Work required:
Copy the passage of the ferry text that starts at "And now I am" and ends after "age can do.", but call the "kraken" the "sea serpent" instead.

Page text:
::::

This is not the first time I have been in the throes of such gastrointestinal distress; my dealings with the sea in the past have been fraught to say the least. The only recollections I have of sea voyages have either been intensely foggy and confused or colored a putrid green as each swell of the boat threatened to unleash terrors.

As a child, I recall being taken out early in the morning to a small vessel with my father to do some fishing on Lake Michigan. I’m sure I had been inoculated with all sorts of sea patches and pills that could be found, but a combination of a small vessel and a tipsy sea had left me with that curious squint-eyed leer typical of someone trying not to hurl everywhere. Some twenty minutes after leaving port, I begged to be let off the vessel.

If I remember correctly, the captain was kind enough to hoist sail and return to harbor—somewhat ruining the whole fishing trip—but from that day I’ve always been a “landlubber,” however much I wanted to be “ye olde pirate.”

And now I am brought back to those early days as the wind whips across the ferry’s deck, chilling all the shivering souls still remaining. If this is a kind of rough sea, I can’t imagine what a storm or an attack from the local kraken would be like.

My friend Paulo comes and checks up on me, but quickly retreats to the lower decks to watch more fútbol (soccer for you gringos), the lucky bastard. I don’t even particularly like fútbol, but the fact that he shrugs off the sea with such nonchalance leaves me green with envy. After him, several young teenage girls come and stand near me, babbling like only someone that age can do.

“I was in the bathroom so long,” one of them says. “It feels so good to finally throw up. I feel great.”

::::

Information shown:
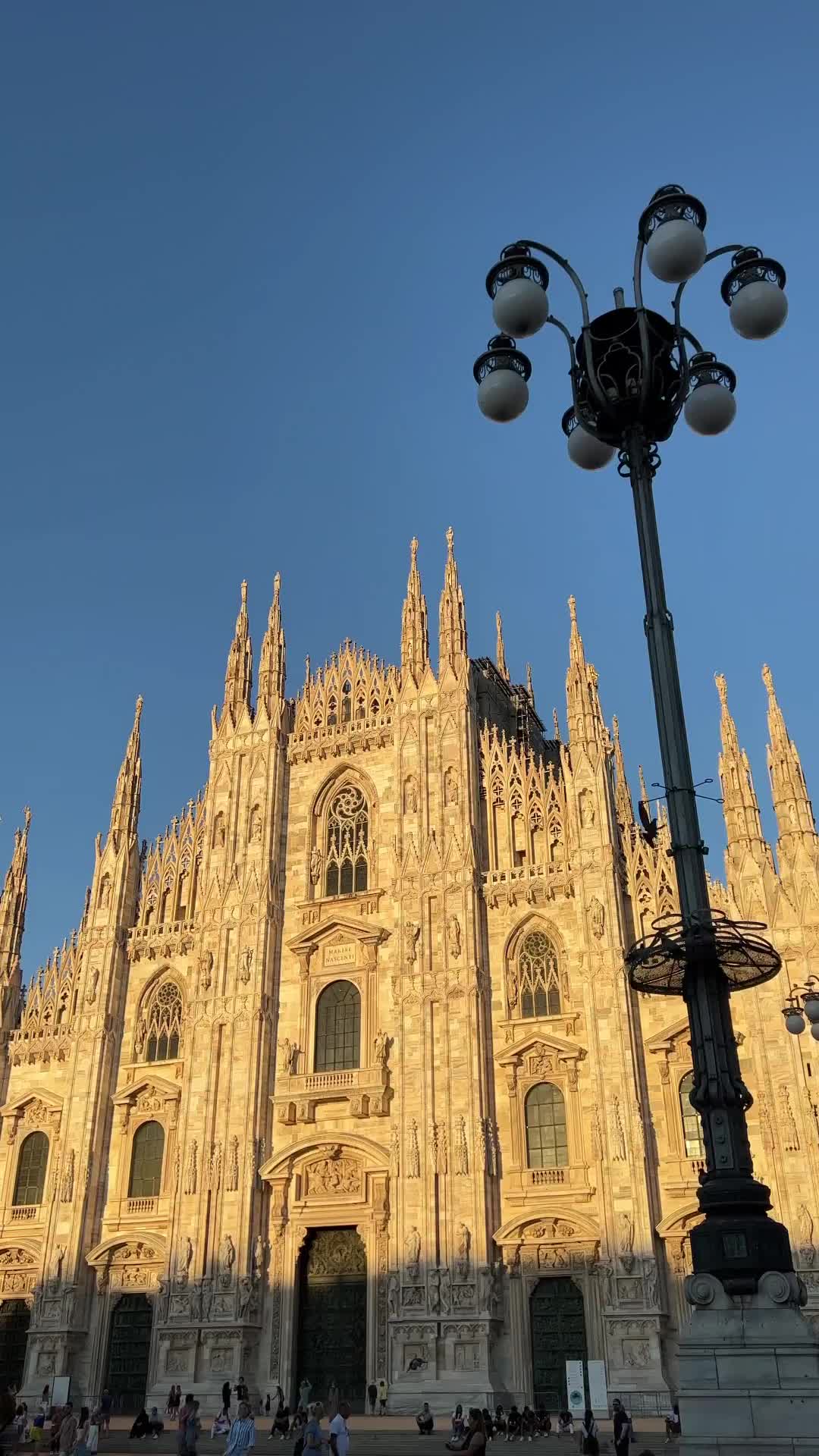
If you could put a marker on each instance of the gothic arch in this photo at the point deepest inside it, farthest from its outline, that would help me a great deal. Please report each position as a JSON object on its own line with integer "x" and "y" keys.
{"x": 333, "y": 783}
{"x": 531, "y": 924}
{"x": 286, "y": 1161}
{"x": 316, "y": 849}
{"x": 158, "y": 1021}
{"x": 522, "y": 1228}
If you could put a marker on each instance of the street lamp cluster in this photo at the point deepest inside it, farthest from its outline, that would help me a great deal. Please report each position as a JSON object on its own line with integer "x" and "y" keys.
{"x": 632, "y": 379}
{"x": 803, "y": 1005}
{"x": 629, "y": 357}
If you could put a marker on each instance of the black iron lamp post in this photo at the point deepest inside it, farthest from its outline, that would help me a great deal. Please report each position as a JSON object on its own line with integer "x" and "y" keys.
{"x": 632, "y": 378}
{"x": 803, "y": 1006}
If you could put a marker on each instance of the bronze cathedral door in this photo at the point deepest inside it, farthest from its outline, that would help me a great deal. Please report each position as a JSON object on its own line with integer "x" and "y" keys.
{"x": 333, "y": 1315}
{"x": 129, "y": 1348}
{"x": 558, "y": 1334}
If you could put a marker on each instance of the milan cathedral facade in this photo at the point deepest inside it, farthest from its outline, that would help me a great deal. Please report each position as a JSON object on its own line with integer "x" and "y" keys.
{"x": 341, "y": 1078}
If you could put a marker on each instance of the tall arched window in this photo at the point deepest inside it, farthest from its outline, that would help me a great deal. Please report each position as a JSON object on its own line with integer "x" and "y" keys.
{"x": 539, "y": 979}
{"x": 30, "y": 1183}
{"x": 146, "y": 1161}
{"x": 347, "y": 842}
{"x": 338, "y": 1028}
{"x": 165, "y": 1024}
{"x": 691, "y": 1125}
{"x": 547, "y": 1145}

::::

Response box:
And now I am brought back to those early days as the wind whips across the ferry’s deck, chilling all the shivering souls still remaining. If this is a kind of rough sea, I can’t imagine what a storm or an attack from the local sea serpent would be like.

My friend Paulo comes and checks up on me, but quickly retreats to the lower decks to watch more fútbol (soccer for you gringos), the lucky bastard. I don’t even particularly like fútbol, but the fact that he shrugs off the sea with such nonchalance leaves me green with envy. After him, several young teenage girls come and stand near me, babbling like only someone that age can do.